▸ What needs to be done:
Repeat the following lines exactly and nothing else: the line containing "target: yellow road line" and each line after it through the end of the listing.

+++ Stored records +++

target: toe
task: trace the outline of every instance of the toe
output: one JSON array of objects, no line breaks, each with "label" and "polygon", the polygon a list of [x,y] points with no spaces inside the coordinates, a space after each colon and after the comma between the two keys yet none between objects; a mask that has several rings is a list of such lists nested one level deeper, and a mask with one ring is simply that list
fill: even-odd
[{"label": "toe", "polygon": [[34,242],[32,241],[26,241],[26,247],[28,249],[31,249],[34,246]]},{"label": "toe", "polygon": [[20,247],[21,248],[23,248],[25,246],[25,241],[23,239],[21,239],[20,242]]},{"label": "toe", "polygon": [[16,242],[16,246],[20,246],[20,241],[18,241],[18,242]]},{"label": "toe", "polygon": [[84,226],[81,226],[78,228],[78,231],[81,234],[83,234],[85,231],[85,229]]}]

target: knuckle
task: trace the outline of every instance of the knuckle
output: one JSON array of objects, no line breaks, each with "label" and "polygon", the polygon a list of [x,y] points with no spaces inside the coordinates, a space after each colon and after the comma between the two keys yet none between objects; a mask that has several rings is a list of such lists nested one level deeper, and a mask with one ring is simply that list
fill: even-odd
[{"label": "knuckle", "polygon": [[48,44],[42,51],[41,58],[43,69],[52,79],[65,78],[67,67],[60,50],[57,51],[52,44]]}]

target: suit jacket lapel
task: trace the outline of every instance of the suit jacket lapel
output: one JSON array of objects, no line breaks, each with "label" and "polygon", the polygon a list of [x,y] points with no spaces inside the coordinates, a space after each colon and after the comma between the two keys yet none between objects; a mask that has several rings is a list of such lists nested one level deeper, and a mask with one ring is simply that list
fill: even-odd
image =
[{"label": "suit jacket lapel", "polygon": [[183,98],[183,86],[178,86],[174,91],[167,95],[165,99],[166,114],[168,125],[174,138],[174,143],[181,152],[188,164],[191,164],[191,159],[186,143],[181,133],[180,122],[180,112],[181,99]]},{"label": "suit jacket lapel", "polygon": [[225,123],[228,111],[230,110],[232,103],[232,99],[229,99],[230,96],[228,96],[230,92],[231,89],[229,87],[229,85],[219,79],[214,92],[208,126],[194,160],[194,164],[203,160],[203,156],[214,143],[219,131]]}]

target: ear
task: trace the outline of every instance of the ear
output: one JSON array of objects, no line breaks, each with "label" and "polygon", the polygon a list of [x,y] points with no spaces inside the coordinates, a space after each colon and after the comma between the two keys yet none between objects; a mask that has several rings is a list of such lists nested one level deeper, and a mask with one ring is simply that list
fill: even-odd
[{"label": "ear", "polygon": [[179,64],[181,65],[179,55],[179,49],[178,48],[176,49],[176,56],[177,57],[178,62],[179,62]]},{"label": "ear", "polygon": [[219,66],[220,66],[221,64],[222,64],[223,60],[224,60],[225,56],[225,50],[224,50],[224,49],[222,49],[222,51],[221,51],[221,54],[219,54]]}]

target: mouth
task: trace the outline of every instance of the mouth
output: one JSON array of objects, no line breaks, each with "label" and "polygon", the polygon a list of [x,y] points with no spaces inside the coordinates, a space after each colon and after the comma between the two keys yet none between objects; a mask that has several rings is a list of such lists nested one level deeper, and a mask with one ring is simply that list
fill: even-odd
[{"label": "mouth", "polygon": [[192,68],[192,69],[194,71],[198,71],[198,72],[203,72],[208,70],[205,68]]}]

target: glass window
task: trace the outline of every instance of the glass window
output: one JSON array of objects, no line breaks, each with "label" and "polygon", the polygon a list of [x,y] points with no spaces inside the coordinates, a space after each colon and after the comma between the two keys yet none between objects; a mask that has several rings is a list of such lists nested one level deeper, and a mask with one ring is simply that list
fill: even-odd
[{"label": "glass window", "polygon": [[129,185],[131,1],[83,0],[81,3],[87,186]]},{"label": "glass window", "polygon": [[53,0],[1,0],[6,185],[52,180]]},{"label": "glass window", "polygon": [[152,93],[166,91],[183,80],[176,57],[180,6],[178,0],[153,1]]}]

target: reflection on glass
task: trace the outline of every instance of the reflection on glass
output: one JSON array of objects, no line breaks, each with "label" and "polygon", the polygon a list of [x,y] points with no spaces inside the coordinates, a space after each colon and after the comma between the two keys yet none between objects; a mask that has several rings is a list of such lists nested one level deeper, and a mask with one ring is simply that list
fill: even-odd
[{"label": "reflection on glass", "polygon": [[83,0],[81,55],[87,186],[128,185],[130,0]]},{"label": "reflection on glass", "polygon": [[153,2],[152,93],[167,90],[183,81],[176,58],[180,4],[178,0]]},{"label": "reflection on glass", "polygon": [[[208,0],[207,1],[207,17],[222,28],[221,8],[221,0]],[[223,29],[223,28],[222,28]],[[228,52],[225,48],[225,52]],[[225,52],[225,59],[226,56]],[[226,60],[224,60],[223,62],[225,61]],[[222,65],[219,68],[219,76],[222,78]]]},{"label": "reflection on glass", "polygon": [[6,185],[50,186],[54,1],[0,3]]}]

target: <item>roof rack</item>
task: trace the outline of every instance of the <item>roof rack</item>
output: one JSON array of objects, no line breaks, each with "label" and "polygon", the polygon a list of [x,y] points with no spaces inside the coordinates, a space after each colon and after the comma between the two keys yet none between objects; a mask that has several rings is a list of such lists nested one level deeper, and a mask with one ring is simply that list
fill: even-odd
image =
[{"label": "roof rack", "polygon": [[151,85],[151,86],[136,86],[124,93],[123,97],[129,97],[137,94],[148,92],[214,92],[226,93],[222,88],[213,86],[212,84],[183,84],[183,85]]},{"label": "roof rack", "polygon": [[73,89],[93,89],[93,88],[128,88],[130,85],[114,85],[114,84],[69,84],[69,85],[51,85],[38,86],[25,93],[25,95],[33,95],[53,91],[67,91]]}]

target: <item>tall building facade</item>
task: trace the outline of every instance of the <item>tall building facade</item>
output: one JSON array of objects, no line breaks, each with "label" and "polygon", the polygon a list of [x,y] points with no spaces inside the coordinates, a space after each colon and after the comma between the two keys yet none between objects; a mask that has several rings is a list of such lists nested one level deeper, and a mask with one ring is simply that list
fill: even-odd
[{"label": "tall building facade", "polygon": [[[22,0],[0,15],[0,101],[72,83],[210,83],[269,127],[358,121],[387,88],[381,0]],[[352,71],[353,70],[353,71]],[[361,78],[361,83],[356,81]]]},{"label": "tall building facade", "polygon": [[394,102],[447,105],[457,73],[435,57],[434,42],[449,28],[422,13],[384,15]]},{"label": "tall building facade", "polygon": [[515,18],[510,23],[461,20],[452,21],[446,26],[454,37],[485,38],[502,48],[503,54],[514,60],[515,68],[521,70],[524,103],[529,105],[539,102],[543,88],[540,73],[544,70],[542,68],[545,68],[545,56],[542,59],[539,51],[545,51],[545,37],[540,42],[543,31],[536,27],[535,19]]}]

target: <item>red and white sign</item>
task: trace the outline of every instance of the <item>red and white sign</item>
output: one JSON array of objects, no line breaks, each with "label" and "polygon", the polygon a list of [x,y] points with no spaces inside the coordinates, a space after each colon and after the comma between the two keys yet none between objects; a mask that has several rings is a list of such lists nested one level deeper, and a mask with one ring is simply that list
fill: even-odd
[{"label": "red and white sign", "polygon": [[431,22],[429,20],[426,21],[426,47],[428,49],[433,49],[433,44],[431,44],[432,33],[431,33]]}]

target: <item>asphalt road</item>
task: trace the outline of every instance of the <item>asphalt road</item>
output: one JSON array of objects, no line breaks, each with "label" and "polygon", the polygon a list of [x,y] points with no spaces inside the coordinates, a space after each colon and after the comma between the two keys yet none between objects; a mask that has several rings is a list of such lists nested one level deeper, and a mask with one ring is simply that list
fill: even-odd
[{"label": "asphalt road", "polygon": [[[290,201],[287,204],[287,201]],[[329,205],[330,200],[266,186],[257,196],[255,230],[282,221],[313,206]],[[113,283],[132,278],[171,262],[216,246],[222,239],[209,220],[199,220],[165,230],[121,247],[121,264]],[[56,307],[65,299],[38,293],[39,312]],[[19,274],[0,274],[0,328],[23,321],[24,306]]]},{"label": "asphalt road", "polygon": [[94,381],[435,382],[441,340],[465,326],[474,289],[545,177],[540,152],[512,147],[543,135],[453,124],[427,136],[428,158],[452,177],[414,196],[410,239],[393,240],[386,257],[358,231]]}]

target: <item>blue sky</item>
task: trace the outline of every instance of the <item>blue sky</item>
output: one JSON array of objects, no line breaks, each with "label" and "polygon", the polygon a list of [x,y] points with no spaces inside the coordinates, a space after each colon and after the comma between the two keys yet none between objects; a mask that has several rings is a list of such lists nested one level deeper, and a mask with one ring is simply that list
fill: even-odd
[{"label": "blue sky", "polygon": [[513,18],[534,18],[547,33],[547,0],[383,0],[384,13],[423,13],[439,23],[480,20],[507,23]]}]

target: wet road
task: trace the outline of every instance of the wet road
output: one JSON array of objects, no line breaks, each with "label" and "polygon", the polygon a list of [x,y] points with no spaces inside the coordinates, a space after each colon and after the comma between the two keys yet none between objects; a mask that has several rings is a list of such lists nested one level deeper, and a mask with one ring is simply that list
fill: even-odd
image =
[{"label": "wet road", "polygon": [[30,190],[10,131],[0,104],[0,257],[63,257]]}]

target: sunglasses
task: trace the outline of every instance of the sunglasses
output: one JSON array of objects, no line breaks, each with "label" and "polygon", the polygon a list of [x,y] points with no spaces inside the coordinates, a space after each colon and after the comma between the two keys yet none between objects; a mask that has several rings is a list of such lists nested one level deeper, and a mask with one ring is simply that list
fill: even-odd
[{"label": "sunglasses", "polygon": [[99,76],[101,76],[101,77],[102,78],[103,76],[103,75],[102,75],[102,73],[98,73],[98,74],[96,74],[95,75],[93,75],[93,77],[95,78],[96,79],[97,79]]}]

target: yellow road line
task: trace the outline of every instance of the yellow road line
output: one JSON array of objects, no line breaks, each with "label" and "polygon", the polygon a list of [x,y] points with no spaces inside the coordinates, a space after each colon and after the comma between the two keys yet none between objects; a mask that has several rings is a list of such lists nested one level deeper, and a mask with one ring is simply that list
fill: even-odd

+++

▸ Exercise response:
target: yellow road line
task: trace the outline of every instance of the yellow road line
output: one JSON array of objects, no line breaks, each with "label" and "polygon", the polygon a list of [x,y] points with no spaces inside the coordinates, a space after each colon and after the comma between the two keys yet none between objects; a mask that has several rings is a list of such lists nested one level deeper, and a mask with one ring is simply that list
fill: even-odd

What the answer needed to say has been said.